YOUR TASKS:
1. Based on the Ellies article, decide whether each statement agrees with the text. For each, answer yes or no and quote the words that decide it.
(a) At least 78 of the 128 finalists are based in New York City or have significant staff there.
(b) The New Yorker and New York magazine together received 21 nominations.
(c) The article counts Esquire among the surprises on the list.
2. List every magazine that the Ellies article mentions by title.
3. Carry on the Ellies article in the same voice, beginning after its final sentence.

TEXT BLOCK:
>> begin
Of 128 Ellies finalists, 78 are based in NYC.


Dylan Stableford By Dylan Stableford
03/20/2008 -13:53 PM







The finalists for the National Magazines Awards were announced yesterday. And—like every year—the list included some surprises (Good), snubs (Esquire) and the requisite head-scratchers (Bloomberg Markets?) that make any awards process fun.

And, also like every year, the list, like a lot of things in the consumer magazine industry, was dominated by a disproportionate number of magazines about or originating in New York.

Of the 128 finalists for this year’s Ellies, at least 78 are based (or have significant staff) in New York City. That’s over 60 percent, for those of you scoring at home. (The New Yorker and New York magazine combined for 21 nominations alone.)

It’s always been a criticism of the media at-large. It locks its viewfinder on New York—to a lesser extent, L.A.—and nothing else. And the media that covers media—particularly the journalists that cover the magazine and advertising industries—are especially prone to overstating the importance of New York, or, perhaps more accurately, not expanding the scope beyond Manhattan enough.
>> end
Collected data entries
>> begin
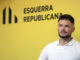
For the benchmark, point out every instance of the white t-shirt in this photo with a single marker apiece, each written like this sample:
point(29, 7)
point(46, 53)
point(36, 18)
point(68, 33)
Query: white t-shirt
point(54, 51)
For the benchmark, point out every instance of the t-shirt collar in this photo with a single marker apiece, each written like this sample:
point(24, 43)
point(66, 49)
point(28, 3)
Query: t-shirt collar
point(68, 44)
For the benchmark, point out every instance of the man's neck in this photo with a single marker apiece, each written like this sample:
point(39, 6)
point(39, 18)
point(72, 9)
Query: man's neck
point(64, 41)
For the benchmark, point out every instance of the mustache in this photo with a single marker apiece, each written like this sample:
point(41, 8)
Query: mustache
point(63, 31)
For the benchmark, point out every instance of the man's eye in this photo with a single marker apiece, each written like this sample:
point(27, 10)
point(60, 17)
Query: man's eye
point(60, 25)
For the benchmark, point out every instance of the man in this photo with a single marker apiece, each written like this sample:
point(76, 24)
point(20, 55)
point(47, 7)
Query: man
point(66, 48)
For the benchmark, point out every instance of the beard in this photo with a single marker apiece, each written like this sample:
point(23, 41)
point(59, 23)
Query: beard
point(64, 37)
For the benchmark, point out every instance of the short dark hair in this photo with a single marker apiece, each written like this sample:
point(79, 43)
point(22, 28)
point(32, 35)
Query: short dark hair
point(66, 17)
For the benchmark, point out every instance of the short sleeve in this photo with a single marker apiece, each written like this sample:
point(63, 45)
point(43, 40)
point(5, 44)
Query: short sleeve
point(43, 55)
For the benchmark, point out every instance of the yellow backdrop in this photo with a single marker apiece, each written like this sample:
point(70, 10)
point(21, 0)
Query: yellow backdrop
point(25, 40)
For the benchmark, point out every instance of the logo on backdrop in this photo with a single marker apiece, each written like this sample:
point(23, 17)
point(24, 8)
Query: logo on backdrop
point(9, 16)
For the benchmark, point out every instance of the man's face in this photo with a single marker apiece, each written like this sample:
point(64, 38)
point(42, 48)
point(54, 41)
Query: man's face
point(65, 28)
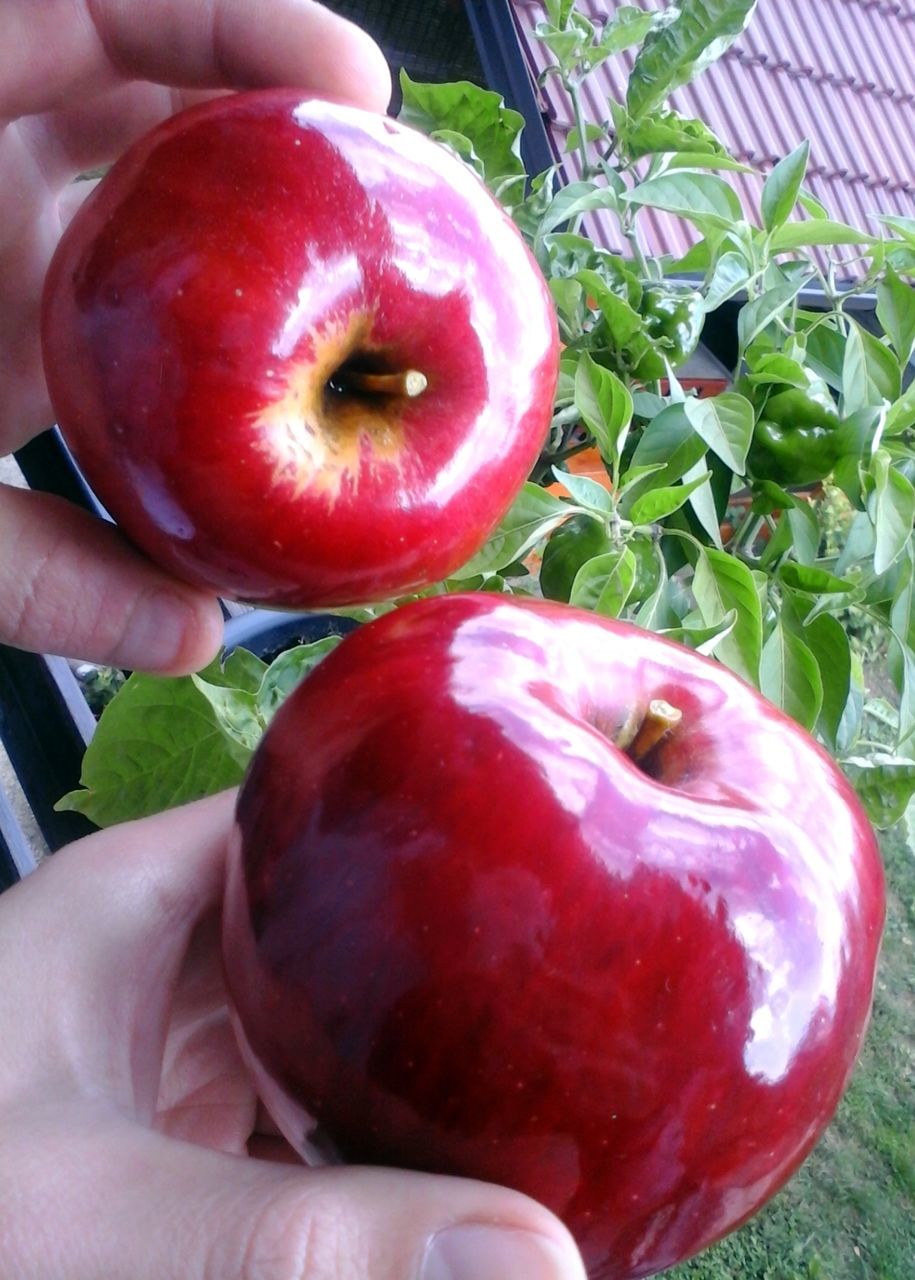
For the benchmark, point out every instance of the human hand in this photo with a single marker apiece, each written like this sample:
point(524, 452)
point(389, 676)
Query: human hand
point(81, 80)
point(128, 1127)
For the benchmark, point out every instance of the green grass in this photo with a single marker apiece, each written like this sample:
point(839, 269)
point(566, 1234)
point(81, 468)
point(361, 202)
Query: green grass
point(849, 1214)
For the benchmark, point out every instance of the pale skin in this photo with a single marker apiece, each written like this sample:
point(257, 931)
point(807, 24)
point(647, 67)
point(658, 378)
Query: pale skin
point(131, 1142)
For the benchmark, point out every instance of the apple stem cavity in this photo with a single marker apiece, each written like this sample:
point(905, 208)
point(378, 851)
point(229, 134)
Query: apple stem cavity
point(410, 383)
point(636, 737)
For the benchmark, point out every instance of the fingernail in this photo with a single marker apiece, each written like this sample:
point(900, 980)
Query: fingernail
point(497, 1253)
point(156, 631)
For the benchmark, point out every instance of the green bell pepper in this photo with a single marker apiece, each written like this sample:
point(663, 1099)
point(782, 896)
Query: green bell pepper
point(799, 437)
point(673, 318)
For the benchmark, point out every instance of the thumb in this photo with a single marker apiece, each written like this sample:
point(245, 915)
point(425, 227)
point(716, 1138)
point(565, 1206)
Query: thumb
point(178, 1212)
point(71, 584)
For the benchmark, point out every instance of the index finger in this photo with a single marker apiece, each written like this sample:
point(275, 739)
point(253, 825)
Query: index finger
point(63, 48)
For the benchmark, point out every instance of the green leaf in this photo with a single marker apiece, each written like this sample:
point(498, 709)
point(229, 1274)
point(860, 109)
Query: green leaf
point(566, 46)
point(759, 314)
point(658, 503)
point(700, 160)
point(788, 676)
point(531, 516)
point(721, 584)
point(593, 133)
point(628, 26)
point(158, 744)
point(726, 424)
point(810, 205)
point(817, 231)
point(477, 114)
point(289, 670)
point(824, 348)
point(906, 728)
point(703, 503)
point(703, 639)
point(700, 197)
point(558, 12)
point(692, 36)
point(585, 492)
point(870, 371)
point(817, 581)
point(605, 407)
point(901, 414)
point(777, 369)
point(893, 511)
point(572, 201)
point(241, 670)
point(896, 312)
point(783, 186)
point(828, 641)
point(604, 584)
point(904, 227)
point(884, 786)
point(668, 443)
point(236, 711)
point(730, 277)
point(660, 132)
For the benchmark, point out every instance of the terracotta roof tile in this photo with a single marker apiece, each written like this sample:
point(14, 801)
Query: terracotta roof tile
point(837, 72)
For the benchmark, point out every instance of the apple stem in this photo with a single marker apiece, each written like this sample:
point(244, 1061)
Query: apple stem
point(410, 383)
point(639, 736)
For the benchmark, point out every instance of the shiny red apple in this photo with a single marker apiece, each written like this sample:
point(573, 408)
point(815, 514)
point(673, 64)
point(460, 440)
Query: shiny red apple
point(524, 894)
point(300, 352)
>> end
ANSWERS FOR THIS EXERCISE:
1.
(a) Yes: "Of the 128 finalists for this year’s Ellies, at least 78 are based (or have significant staff) in New York City."
(b) Yes: "The New Yorker and New York magazine combined for 21 nominations alone."
(c) No: "snubs (Esquire)"

2. Good, Esquire, Bloomberg Markets, The New Yorker, New York magazine

3.
I think it’s a valid gripe to have, but an unfair one, too. For starters, what is a journalist covering the magazine industry supposed to do when the American Society of Magazine Editors is not exactly hunting down new nominees (sorry, the Virginia Quarterly Review doesn’t count anymore)? And when virtually every major magazine publisher works or has a sales office in New York, it’s tough not to have your view distorted.

While we, at FOLIO:, always talk about representing the entire swath of magazine publishers in such far-flung places as “Washington D.C.” and “Chicago,” we’re admittedly part of the machinery that gives New York its big head. (We’ll shoot video and liveblog the Ellies in May, for example, like every other magazine media outlet—and we should.)

But who cares what I think. What do you think? Has ASME become too New York-centric? Have the National Magazine Awards become the New York Magazine Awards? Will the MPA ever tire of Adam Moss?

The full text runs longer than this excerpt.